▸ **Required action**: Gather every line in the records below that contains the word "side".

Region pointing data:
============

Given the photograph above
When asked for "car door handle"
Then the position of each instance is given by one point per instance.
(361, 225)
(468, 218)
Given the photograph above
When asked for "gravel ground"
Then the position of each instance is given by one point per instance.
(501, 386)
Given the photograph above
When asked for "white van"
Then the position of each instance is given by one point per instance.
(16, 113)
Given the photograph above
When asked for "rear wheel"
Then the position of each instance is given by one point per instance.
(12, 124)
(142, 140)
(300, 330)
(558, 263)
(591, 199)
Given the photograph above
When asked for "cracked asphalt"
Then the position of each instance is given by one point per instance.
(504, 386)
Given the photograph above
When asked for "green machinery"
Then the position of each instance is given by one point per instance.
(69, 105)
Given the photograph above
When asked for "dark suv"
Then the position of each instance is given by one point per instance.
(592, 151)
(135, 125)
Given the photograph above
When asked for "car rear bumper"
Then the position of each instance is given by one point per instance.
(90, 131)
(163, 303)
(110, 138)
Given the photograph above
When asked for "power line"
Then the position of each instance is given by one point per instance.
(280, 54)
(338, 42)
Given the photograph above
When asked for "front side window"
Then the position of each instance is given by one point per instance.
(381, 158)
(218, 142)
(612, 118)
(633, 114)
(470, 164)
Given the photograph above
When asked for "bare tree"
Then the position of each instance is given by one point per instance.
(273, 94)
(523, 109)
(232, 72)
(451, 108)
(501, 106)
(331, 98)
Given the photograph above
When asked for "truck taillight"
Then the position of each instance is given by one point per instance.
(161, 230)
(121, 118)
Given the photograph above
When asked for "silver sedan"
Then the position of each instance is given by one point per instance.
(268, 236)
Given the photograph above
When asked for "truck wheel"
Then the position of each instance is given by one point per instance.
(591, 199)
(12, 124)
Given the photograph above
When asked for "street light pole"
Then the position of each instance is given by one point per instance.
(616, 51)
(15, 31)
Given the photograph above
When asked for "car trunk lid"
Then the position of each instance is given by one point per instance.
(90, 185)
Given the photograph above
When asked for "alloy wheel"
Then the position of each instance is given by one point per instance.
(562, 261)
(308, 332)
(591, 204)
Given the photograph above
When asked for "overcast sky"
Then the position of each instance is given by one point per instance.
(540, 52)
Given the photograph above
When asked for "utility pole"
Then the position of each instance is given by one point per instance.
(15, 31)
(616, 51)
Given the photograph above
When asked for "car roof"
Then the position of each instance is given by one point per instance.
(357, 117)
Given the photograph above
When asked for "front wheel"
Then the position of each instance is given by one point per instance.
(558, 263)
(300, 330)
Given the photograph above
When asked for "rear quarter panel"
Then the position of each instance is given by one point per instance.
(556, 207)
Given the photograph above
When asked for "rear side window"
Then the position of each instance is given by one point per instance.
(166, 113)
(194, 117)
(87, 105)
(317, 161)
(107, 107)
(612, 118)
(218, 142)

============

▸ **Expected output**:
When asked for "front side window"
When asked for "rear side window"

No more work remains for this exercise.